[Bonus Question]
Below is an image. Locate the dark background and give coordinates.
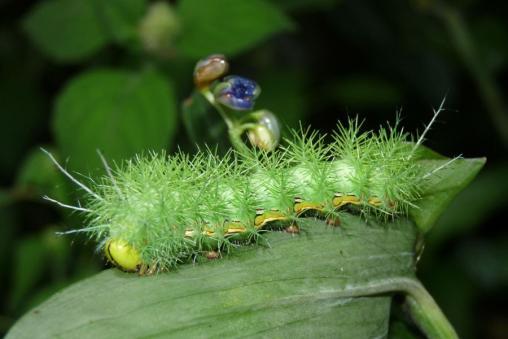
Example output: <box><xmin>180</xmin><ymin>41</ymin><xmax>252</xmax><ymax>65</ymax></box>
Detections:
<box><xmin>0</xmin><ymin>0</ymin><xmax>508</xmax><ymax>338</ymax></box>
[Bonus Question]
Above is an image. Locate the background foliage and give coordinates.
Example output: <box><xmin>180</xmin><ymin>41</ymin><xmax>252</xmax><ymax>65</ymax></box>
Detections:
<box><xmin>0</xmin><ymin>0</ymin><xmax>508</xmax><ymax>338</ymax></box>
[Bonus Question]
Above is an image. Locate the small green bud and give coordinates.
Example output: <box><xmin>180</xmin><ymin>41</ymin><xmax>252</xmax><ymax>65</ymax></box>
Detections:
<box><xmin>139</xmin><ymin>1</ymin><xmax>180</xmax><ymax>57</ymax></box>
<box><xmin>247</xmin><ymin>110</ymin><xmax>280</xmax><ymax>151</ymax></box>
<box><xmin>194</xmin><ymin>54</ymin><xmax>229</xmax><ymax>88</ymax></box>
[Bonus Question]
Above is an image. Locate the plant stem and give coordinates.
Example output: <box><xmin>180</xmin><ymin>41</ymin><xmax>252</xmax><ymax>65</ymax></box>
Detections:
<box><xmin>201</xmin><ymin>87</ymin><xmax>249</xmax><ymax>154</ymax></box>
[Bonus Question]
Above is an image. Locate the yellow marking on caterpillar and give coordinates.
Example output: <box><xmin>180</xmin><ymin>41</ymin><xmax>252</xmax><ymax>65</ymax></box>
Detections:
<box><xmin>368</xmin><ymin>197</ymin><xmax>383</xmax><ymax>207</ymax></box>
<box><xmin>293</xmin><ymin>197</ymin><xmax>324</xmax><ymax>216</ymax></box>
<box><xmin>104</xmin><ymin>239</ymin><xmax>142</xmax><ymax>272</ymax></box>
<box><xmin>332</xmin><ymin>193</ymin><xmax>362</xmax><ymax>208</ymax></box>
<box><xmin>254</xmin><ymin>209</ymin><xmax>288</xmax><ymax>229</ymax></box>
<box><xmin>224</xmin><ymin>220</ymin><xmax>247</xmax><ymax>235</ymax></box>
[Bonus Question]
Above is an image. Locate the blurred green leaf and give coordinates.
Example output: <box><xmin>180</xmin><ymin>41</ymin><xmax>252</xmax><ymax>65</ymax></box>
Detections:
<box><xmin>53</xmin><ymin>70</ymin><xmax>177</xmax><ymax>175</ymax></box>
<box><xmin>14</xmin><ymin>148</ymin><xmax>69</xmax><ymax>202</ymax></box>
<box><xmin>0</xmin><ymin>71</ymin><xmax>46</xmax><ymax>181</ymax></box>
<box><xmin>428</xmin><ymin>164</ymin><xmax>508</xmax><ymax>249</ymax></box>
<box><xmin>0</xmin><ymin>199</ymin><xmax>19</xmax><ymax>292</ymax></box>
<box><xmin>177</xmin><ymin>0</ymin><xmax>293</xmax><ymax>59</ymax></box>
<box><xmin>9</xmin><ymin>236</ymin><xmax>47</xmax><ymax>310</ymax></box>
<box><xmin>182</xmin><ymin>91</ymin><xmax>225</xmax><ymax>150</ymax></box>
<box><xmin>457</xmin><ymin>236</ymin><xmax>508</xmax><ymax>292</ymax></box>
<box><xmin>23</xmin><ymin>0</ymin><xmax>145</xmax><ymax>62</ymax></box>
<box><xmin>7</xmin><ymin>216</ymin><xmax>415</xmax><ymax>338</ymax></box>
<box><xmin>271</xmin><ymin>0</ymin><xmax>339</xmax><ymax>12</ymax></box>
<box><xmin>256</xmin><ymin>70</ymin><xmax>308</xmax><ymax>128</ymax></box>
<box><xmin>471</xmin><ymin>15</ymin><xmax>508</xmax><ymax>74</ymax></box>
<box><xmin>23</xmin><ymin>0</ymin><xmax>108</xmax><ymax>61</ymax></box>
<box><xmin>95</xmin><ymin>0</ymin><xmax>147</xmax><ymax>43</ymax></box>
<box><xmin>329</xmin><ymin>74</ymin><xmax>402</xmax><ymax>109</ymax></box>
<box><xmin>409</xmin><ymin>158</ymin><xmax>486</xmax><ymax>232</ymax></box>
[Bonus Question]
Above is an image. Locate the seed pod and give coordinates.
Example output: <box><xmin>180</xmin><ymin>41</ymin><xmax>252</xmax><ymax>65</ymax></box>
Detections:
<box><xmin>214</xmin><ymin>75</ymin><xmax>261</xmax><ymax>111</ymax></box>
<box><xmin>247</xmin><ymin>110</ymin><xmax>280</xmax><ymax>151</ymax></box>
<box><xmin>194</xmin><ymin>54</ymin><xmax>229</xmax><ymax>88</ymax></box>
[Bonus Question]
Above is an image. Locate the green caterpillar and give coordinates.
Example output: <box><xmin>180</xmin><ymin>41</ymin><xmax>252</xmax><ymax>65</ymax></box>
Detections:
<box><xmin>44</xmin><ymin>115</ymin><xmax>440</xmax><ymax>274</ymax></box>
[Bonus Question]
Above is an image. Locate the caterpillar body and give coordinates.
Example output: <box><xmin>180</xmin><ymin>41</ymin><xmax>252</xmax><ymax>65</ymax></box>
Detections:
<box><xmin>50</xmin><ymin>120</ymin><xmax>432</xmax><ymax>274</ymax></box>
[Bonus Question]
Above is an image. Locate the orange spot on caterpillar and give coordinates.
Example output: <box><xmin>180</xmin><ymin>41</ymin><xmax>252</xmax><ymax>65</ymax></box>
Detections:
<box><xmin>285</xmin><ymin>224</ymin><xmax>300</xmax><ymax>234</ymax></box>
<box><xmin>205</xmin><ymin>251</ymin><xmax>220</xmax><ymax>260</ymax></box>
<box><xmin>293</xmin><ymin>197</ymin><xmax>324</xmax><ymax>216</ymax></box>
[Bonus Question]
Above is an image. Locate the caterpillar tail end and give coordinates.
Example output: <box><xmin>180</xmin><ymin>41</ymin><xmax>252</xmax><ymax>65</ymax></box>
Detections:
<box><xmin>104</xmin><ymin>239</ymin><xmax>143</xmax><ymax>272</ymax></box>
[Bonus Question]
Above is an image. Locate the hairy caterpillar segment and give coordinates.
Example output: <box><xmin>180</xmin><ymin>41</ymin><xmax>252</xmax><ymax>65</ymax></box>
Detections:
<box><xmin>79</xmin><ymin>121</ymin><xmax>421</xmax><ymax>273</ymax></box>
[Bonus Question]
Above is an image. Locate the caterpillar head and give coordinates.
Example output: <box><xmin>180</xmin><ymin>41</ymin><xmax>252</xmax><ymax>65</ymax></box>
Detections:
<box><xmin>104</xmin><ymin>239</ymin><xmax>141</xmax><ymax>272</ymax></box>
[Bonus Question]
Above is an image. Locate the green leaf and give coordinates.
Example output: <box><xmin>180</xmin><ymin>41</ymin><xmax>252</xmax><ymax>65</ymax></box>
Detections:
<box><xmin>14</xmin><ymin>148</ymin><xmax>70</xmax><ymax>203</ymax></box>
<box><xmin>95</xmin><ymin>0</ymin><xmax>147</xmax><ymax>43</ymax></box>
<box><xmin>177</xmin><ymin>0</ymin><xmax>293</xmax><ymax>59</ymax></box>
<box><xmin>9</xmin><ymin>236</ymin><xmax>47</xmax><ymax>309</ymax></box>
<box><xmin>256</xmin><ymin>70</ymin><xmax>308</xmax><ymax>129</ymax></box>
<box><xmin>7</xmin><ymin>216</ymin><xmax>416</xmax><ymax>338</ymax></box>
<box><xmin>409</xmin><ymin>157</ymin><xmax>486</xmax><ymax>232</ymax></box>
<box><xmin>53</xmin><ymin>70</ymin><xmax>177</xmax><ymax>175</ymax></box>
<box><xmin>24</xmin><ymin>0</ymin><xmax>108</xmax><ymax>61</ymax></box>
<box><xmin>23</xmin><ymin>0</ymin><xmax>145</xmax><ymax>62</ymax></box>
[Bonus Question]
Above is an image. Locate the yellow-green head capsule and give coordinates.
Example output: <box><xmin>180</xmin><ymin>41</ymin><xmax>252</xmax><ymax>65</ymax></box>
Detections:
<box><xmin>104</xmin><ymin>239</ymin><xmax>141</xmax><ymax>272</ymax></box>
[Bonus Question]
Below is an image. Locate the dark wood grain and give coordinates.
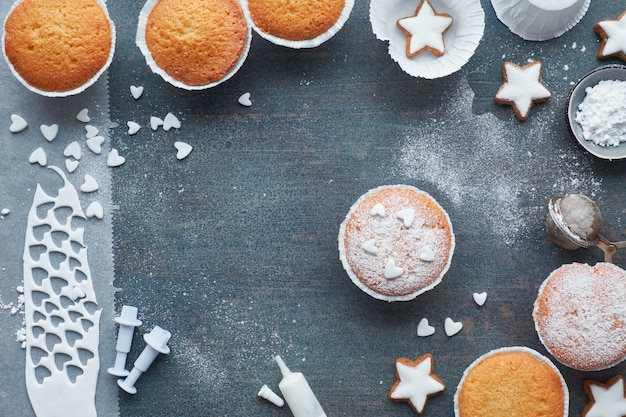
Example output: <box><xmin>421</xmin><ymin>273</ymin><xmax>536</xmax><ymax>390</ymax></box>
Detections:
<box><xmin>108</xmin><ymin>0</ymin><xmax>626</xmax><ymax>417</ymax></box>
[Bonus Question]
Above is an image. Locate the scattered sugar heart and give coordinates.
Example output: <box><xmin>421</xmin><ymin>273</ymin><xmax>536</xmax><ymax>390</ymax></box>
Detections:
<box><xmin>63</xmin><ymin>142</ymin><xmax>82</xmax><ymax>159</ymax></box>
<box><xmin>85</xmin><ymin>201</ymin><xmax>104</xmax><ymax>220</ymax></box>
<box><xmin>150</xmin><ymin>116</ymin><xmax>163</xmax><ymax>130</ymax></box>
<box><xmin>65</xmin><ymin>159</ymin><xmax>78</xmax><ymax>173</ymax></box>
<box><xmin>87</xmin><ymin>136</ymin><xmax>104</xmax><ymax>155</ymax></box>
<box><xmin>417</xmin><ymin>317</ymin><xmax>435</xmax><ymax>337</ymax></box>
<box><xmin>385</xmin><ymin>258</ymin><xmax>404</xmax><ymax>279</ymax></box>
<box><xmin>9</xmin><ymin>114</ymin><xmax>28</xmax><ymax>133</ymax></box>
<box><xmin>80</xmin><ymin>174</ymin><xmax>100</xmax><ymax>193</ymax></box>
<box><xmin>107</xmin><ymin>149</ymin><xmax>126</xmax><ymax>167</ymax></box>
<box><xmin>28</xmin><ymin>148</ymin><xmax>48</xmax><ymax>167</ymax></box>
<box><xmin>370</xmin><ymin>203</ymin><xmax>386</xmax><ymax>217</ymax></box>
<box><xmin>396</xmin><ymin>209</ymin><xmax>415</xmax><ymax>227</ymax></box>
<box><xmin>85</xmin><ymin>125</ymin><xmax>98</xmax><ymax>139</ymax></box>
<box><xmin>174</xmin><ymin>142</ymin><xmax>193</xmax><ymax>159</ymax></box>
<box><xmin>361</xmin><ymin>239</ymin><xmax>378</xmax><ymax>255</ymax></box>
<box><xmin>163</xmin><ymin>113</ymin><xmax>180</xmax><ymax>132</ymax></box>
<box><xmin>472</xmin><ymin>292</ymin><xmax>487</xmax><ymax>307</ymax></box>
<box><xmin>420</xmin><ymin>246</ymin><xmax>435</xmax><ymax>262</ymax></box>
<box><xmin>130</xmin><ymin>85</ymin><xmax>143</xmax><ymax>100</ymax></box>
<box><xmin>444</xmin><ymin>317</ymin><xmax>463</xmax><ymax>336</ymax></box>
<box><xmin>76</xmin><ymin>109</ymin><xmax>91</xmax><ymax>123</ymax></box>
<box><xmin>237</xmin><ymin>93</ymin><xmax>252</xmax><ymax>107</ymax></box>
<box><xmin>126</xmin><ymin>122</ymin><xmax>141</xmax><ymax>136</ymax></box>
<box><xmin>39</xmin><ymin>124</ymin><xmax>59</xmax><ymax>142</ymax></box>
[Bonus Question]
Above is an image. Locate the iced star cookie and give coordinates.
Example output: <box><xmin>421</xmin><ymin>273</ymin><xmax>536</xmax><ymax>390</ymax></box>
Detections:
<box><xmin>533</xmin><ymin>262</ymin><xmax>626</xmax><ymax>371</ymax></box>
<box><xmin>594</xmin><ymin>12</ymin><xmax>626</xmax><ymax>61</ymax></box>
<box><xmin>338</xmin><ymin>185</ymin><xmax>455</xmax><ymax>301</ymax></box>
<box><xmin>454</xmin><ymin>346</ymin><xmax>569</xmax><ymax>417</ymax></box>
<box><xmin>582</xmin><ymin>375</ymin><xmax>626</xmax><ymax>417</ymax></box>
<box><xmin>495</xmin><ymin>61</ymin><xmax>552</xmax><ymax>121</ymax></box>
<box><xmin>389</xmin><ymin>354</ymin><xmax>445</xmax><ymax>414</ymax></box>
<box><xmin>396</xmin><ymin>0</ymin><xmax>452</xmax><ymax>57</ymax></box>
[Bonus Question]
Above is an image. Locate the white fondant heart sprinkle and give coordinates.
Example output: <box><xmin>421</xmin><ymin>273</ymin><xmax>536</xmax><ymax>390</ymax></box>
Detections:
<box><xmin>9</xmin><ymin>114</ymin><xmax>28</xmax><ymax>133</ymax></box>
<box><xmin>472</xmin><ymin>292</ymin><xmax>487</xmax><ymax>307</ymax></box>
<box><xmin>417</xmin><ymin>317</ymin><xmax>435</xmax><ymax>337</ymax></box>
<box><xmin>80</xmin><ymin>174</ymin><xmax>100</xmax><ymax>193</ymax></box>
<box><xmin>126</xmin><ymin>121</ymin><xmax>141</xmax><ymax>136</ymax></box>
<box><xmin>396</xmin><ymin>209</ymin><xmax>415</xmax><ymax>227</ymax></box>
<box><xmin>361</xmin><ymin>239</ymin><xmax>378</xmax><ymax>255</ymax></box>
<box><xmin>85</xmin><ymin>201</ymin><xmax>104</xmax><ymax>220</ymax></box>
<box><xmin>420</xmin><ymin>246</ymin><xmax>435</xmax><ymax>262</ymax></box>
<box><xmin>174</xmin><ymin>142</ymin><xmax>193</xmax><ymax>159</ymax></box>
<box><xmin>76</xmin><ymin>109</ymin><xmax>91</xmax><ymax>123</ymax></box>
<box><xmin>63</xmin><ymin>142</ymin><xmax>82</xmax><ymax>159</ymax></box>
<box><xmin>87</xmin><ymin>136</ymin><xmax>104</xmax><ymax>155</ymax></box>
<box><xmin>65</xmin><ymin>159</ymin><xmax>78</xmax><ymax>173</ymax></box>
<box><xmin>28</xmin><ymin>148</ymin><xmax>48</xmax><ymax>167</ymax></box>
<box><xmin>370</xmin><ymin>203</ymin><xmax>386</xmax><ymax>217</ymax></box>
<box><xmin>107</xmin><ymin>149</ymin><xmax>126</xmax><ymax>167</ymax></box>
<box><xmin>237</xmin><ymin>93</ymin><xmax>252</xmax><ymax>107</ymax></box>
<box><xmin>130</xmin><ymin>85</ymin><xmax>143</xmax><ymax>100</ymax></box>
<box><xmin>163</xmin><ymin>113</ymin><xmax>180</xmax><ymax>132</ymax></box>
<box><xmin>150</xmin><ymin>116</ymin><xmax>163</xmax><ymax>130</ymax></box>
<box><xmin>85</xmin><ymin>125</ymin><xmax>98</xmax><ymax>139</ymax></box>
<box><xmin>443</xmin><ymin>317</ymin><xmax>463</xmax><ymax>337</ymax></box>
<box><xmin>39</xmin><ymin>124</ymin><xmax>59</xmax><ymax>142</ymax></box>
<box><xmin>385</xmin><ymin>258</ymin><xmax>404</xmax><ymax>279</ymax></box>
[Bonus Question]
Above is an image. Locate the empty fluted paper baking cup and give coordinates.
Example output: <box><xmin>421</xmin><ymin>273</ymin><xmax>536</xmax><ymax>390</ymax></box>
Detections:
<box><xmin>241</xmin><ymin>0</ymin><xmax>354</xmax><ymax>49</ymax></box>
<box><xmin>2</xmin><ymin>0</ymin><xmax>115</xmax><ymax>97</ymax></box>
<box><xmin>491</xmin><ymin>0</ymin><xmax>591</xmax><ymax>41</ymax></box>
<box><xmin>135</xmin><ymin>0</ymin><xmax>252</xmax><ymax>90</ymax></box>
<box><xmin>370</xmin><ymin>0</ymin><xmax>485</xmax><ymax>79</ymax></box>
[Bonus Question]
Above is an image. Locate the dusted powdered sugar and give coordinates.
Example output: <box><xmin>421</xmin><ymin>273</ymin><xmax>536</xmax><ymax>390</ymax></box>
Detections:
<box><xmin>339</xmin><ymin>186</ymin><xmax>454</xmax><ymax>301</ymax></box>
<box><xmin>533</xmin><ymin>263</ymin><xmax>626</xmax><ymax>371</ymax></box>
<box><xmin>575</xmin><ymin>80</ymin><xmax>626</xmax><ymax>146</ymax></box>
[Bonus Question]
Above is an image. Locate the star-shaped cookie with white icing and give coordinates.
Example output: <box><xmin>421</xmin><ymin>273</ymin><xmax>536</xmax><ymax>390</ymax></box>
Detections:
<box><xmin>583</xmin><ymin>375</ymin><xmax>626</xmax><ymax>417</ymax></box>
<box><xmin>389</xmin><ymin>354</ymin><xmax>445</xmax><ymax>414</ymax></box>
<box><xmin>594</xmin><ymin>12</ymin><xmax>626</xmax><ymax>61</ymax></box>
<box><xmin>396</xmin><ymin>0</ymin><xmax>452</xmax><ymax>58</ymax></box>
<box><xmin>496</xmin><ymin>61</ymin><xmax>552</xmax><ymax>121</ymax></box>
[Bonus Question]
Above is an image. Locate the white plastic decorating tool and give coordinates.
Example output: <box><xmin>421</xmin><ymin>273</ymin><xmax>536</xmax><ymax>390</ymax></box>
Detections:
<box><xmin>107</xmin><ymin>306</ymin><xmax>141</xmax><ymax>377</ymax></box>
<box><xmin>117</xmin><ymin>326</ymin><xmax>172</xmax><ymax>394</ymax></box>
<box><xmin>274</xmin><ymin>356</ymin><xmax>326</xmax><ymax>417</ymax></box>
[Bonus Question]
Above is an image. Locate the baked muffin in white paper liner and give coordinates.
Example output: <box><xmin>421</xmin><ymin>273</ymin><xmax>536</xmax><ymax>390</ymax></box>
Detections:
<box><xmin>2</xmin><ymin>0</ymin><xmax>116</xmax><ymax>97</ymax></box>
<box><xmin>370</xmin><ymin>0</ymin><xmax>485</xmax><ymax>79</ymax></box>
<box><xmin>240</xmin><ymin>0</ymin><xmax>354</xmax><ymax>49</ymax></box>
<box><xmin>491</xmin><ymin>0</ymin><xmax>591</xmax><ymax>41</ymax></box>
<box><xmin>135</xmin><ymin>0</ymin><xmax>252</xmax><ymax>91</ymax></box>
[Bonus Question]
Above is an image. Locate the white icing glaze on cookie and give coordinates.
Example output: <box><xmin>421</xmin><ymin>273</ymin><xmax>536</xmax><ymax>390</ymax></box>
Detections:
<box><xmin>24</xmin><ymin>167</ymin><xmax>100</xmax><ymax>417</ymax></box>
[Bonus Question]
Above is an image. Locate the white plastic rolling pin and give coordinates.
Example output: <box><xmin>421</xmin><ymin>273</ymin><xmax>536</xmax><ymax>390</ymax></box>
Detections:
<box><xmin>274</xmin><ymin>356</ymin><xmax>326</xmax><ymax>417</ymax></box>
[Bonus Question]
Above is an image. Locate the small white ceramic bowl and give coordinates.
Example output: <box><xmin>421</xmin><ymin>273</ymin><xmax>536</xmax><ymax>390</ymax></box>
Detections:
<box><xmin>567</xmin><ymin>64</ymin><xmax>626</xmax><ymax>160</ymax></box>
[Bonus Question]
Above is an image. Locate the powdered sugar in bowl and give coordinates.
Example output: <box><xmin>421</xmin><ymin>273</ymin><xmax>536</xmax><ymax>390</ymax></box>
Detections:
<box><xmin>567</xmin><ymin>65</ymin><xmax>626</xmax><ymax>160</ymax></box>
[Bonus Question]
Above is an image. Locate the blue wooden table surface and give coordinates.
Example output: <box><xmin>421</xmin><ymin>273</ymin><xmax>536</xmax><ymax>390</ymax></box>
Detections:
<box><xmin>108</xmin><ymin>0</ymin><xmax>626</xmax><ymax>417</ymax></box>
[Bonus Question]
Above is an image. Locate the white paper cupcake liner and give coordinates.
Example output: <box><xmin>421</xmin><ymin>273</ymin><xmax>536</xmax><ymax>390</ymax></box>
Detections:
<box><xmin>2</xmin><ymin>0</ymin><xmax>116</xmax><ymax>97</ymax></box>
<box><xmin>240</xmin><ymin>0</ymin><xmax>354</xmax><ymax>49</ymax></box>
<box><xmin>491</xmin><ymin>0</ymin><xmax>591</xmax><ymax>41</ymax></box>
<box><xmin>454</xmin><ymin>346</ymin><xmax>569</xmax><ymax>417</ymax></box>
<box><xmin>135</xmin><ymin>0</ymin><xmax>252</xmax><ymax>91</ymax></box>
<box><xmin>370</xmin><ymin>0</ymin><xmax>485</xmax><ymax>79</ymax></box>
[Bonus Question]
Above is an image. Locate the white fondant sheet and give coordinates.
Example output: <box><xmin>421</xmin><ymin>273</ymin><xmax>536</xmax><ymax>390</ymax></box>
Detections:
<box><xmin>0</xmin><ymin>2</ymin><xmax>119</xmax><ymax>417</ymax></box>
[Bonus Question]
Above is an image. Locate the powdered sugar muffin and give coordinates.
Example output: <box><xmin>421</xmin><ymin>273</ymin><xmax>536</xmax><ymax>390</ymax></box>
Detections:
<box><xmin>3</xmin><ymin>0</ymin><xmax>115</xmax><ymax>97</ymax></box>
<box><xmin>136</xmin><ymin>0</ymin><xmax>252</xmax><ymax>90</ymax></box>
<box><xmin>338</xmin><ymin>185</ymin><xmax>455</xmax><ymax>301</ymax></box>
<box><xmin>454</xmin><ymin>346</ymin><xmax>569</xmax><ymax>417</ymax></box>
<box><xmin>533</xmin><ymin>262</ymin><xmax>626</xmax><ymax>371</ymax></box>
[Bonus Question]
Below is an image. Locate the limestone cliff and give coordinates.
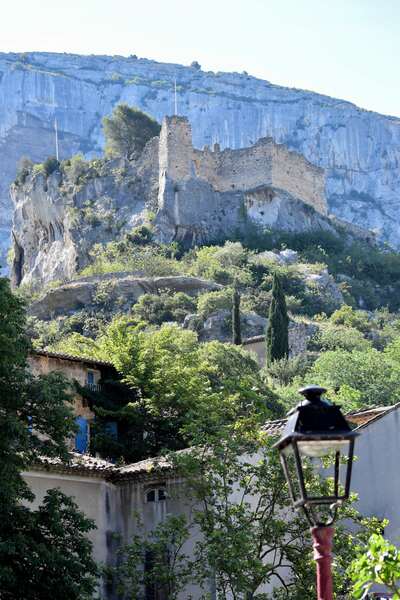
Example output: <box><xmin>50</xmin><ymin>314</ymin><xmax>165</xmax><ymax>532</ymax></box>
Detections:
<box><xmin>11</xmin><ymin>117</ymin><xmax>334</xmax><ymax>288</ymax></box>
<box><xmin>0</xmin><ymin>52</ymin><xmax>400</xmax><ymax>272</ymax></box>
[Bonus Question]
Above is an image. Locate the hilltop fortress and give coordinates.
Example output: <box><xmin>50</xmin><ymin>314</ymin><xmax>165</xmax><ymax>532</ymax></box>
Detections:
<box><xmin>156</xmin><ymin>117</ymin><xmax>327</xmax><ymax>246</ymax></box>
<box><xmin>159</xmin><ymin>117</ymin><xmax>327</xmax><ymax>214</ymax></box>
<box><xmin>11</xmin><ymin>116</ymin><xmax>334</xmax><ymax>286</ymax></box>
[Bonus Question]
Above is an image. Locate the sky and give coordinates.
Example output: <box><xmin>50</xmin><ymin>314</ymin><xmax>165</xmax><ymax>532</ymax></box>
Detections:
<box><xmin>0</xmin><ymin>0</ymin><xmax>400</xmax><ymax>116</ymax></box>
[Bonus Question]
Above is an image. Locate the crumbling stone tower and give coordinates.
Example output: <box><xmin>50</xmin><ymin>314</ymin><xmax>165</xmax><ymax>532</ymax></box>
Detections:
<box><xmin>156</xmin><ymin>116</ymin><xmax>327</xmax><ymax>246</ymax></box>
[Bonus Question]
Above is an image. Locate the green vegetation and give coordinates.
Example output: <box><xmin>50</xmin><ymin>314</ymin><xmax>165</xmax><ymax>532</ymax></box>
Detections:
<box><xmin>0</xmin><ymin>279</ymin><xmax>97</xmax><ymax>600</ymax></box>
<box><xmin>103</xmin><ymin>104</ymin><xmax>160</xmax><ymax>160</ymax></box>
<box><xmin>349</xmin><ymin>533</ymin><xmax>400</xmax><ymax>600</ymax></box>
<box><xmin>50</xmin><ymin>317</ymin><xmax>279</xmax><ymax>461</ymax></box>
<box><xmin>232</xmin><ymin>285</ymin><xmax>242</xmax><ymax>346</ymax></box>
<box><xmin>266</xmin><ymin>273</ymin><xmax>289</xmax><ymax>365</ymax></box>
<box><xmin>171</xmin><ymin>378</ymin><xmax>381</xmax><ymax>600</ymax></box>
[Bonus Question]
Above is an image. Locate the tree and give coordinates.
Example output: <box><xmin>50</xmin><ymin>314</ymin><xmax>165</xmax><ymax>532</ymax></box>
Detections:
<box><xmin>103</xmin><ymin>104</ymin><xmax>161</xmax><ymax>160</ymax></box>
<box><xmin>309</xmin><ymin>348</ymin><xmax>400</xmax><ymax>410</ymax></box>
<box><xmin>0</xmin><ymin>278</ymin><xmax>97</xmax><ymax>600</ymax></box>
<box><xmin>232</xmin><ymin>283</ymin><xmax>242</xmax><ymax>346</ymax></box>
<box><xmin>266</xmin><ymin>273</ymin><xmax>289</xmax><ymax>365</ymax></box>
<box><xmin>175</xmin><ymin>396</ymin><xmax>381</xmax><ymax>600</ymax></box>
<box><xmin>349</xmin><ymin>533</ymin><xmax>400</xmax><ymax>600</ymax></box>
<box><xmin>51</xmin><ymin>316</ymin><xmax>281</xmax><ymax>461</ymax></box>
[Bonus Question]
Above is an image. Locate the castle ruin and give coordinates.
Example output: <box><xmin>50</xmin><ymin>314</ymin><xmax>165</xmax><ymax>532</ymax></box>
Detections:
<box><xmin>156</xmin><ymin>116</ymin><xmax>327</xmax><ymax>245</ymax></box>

----

THE REQUEST => From the listing above, collect every line that contains the word "yellow".

SOLUTION FOR THIS TASK =>
Above is an image. Locate the yellow marking on caterpillar and give coordinates.
Above is an image. Locate the yellow-green head capsule and give coordinates.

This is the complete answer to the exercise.